A series of records:
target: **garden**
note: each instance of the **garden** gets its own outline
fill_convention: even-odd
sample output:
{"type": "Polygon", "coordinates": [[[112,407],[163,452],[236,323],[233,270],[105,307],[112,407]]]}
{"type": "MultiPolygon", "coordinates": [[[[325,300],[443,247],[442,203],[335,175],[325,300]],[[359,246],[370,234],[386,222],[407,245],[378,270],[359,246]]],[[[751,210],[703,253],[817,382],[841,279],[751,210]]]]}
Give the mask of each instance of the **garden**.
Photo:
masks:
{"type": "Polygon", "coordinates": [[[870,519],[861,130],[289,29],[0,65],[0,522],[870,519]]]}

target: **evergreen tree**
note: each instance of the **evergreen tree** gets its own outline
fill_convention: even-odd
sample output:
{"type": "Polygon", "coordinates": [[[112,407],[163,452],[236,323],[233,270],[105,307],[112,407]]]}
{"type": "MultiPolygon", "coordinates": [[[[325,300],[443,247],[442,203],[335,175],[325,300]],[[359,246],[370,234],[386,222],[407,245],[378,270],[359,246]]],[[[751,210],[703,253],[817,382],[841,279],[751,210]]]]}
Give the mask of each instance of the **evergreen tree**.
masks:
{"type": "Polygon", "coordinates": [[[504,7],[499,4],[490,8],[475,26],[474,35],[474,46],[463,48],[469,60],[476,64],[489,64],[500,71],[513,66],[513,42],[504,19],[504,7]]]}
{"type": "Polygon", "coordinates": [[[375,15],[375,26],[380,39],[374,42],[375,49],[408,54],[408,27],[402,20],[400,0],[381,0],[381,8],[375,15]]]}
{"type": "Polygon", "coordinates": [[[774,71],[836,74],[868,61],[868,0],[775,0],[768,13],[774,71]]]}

**EXERCISE PROMPT:**
Copy every one of the records above line by line, changing nothing.

**EXERCISE RESULT:**
target: **garden**
note: each instance of the **garden** gets its own outline
fill_convention: even-odd
sample output:
{"type": "Polygon", "coordinates": [[[112,407],[163,452],[236,323],[233,270],[105,307],[112,407]]]}
{"type": "MultiPolygon", "coordinates": [[[[325,300],[443,247],[442,203],[335,175],[325,300]],[[359,246],[370,234],[386,222],[407,245],[378,270],[359,246]]],[[[751,210],[703,253],[817,382],[841,279],[751,210]]]]}
Give the mask of each instance of the **garden**.
Photo:
masks:
{"type": "Polygon", "coordinates": [[[870,519],[861,130],[289,29],[0,65],[0,522],[870,519]]]}

target: **evergreen tree**
note: each instance of the **evergreen tree** gets its own outline
fill_convention: even-odd
sample output:
{"type": "Polygon", "coordinates": [[[112,407],[163,452],[236,323],[233,270],[105,307],[112,407]]]}
{"type": "MultiPolygon", "coordinates": [[[[325,300],[443,247],[442,203],[335,175],[325,300]],[[359,246],[370,234],[386,222],[407,245],[378,270],[359,246]]],[[[751,210],[703,253],[817,382],[841,279],[751,210]]]]}
Give the mask of each instance of the **evergreen tree**.
masks:
{"type": "Polygon", "coordinates": [[[504,7],[499,4],[490,8],[475,26],[474,35],[474,46],[463,48],[469,60],[476,64],[489,64],[500,71],[513,66],[513,42],[504,19],[504,7]]]}
{"type": "Polygon", "coordinates": [[[375,15],[375,26],[380,39],[374,42],[375,49],[408,54],[408,27],[402,20],[400,0],[381,0],[381,8],[375,15]]]}
{"type": "Polygon", "coordinates": [[[774,71],[836,74],[868,61],[868,0],[775,0],[768,13],[774,71]]]}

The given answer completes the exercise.